- [Task requirements]: Read the records below and copy each line that contains "counter".

-------- Provided records --------

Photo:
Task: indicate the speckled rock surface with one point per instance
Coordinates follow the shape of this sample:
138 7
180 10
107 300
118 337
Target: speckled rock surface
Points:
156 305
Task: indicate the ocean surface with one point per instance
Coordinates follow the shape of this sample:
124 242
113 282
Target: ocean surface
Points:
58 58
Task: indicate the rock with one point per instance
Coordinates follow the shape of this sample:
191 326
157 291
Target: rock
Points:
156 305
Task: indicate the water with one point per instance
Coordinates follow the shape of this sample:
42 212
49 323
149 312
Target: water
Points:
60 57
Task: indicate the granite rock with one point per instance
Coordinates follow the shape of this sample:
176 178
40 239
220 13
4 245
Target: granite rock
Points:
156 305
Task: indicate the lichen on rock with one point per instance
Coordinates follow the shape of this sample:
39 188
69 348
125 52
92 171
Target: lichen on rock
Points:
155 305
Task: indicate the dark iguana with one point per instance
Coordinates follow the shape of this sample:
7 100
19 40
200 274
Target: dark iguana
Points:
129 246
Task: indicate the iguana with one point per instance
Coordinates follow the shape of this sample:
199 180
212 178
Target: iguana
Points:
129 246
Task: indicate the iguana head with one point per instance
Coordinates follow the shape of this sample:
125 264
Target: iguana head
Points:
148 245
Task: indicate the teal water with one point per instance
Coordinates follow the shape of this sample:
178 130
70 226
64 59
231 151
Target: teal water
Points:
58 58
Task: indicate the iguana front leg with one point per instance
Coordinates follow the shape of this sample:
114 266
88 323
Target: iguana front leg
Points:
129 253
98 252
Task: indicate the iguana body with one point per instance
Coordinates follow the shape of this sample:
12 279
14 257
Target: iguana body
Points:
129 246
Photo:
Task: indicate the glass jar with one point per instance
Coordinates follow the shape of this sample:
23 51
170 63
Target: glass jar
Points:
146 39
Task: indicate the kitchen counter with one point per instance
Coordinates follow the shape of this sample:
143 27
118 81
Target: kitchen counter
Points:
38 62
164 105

--------

- [Task output]:
Task: indicate the kitchen counter with one point per instance
Target: kitchen counter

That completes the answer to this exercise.